● **What is needed**
Give the records again, word for word.

● **Working data**
☆ ☆ ☆ ☆ ☆ ☆ ☆
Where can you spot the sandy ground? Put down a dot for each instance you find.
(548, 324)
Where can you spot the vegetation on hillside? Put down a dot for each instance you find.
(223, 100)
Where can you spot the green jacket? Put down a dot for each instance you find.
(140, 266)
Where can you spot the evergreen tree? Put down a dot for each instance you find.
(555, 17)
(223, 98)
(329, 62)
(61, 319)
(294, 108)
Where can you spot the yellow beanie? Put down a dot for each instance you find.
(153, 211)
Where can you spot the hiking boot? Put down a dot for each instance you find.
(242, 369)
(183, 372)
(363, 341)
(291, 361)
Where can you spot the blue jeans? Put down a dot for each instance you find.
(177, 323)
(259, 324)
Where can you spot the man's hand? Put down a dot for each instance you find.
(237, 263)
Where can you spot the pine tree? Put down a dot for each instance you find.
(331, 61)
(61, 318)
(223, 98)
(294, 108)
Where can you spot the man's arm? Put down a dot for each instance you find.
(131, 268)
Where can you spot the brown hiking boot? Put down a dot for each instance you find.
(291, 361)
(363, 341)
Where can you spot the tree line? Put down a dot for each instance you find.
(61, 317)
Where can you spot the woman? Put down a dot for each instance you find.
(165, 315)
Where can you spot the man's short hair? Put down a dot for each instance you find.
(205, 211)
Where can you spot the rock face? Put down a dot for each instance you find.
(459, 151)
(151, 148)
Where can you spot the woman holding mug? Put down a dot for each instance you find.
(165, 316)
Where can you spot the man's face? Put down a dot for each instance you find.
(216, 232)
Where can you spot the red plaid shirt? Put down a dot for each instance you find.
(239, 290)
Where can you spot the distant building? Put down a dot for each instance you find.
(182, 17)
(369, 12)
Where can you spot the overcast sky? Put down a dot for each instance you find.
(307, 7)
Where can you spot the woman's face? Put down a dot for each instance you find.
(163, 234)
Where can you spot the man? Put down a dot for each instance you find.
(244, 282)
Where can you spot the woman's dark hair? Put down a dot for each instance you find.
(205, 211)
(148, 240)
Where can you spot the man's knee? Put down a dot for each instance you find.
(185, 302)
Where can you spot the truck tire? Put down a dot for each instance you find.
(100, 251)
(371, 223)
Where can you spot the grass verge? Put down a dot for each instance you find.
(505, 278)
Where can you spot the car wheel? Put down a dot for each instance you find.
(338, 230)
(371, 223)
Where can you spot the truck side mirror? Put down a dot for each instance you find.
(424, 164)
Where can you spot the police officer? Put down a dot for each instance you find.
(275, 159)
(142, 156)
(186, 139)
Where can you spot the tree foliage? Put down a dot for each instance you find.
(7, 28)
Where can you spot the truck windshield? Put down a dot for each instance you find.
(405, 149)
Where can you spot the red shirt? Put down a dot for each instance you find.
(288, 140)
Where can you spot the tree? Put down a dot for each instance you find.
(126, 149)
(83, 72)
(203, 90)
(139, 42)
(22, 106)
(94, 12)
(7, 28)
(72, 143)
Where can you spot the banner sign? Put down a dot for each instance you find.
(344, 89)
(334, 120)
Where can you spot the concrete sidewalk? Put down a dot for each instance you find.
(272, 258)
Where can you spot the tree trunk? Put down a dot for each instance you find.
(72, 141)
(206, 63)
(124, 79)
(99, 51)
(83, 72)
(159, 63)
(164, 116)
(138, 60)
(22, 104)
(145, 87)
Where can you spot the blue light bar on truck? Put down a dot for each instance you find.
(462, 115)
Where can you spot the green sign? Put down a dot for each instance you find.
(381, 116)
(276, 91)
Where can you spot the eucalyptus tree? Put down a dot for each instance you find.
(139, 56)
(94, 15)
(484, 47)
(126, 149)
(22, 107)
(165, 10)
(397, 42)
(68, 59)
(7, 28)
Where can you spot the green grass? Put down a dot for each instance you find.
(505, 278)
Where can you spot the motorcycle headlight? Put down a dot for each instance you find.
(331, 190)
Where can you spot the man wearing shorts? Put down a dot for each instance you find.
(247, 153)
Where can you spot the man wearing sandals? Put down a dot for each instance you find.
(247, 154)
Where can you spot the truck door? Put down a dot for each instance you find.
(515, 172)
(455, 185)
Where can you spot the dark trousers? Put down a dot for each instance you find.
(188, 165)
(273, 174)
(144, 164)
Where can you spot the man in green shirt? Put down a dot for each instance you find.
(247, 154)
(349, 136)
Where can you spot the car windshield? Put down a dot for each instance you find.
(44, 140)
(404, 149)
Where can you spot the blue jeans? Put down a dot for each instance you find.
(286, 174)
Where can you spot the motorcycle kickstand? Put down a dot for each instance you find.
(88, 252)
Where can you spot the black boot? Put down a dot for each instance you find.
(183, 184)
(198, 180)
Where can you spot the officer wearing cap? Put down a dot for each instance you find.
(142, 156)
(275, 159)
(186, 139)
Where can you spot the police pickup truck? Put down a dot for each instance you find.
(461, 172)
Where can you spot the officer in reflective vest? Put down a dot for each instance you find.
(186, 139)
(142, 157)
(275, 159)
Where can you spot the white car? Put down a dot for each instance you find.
☆ ☆ ☆ ☆ ☆ ☆ ☆
● **Reply**
Where can you spot the sandy ground? Put down a dot for each instance you find.
(548, 324)
Where can you spot the vegetation on hillside? Put down a dot for each instance you find.
(223, 100)
Where can you spot the green jacket? Put down a dot for each instance you find.
(140, 266)
Where can you spot the evergreen tree? Put down a dot for each instance you find.
(555, 17)
(223, 98)
(329, 62)
(61, 319)
(294, 108)
Where can you spot the yellow beanie? Put down a dot for each instance you find.
(153, 211)
Where can you spot the hiking boot? Put down a dot for each instance you find.
(242, 369)
(183, 372)
(363, 341)
(291, 361)
Where can you spot the blue jeans? Put down a dot for each instance you find.
(177, 323)
(259, 324)
Where can you spot the man's hand? Put down a dot for each instance you find.
(237, 263)
Where can you spot the pine tree? Put down a dot for each instance you find.
(331, 61)
(61, 318)
(223, 98)
(294, 108)
Where can you spot the man's arm? Put down a dot for each instance you find.
(131, 268)
Where can you spot the brown hiking boot? Put down a dot for each instance you find.
(291, 361)
(363, 341)
Where can you spot the tree line? Put down a dot for each instance you find.
(61, 317)
Where can you spot the woman? Put down a dot for each instance you find.
(165, 315)
Where can you spot the man's short hair? Put down a dot for each instance you find.
(205, 211)
Where can you spot the rock face? Put down a dot for each instance you find.
(459, 151)
(151, 148)
Where can you spot the woman holding mug? Put down a dot for each instance you find.
(165, 316)
Where can you spot the man's face? Put down a dot for each instance you find.
(216, 232)
Where can you spot the red plaid shirt? Put down a dot for each instance you find.
(239, 290)
Where can you spot the distant building? Put down a dot for each instance you find.
(182, 17)
(369, 12)
Where can you spot the overcast sky? Put down a dot for each instance you find.
(307, 7)
Where can you spot the woman's face? Put down a dot for each instance you find.
(163, 234)
Where can you spot the man? Put down a dot for each instance you find.
(244, 282)
Where can you spot the woman's dark hair? Put down a dot for each instance you find.
(205, 211)
(148, 240)
Where can you spot the man's knee? Put down a dot for each instance you find.
(185, 302)
Where can you spot the truck tire? Put down a dot for each instance you find.
(100, 251)
(371, 223)
Where can you spot the grass verge? Put down a dot for each instance you find.
(505, 278)
Where can you spot the car wheel? Put down a dot for each instance you find.
(338, 230)
(371, 223)
Where can you spot the truck side mirror? Put down a dot for each instance you find.
(424, 164)
Where can you spot the police officer? Put down a dot for each instance you find.
(275, 159)
(142, 156)
(186, 139)
Where can you spot the tree foliage? Put down a dot for each instance you find.
(7, 28)
Where can you spot the truck windshield? Put down a dot for each instance you find.
(405, 149)
Where can you spot the red shirt? Put down a dot for each instance you find.
(288, 140)
Where can you spot the tree? Put down a dot for each instance you find.
(126, 149)
(83, 72)
(203, 90)
(139, 42)
(22, 106)
(94, 12)
(7, 28)
(72, 143)
Where can you spot the banner sign? Put down a dot for each instance you find.
(344, 89)
(334, 120)
Where can you spot the concrete sidewalk? Put down a dot for each instance you find.
(272, 258)
Where can you spot the tree trunk? Put down a dot for each instance you find.
(72, 141)
(206, 63)
(124, 79)
(99, 51)
(83, 72)
(159, 63)
(164, 116)
(138, 60)
(22, 104)
(145, 87)
Where can you spot the blue light bar on truck? Put down a dot for each instance you find.
(462, 115)
Where can you spot the green sign? Put down a dot for each instance you find.
(381, 116)
(276, 91)
Where can you spot the eucalyptus tree? Put down a dot for each instance you find.
(139, 56)
(94, 15)
(484, 47)
(126, 149)
(22, 107)
(165, 10)
(397, 42)
(68, 59)
(7, 28)
Where can you spot the green grass? Put down a dot for each instance you find.
(505, 278)
Where can you spot the motorcycle headlight? Put down a dot for each instance you find.
(331, 190)
Where can you spot the man wearing shorts? Put down a dot for each instance you find.
(247, 153)
Where can you spot the man wearing sandals? Put down a dot for each instance you find.
(247, 154)
Where can you spot the truck door? Put down a dot for each instance you find.
(515, 172)
(455, 185)
Where can you spot the dark trousers? Put down a dot for each instance you find.
(188, 165)
(273, 174)
(144, 164)
Where can you spot the man in green shirt? Put down a dot for each instance you find.
(247, 154)
(349, 136)
Where can you spot the car windshield? Put down a dot for each instance you find.
(44, 140)
(404, 149)
Where can you spot the blue jeans? Put down a dot for each instance you find.
(286, 174)
Where can you spot the motorcycle kickstand? Put down a dot for each instance you find.
(88, 252)
Where can you spot the black boot? Put down a dot for each instance you find.
(183, 184)
(198, 180)
Where can you spot the officer wearing cap? Put down a dot for each instance you find.
(142, 156)
(275, 159)
(186, 139)
Where can you spot the police pickup truck? Put down a dot for each instance you find.
(461, 172)
Where can you spot the officer in reflective vest? Put down a dot for each instance you find.
(186, 139)
(142, 157)
(275, 159)
Where can you spot the white car? Put down a dot for each instance you find.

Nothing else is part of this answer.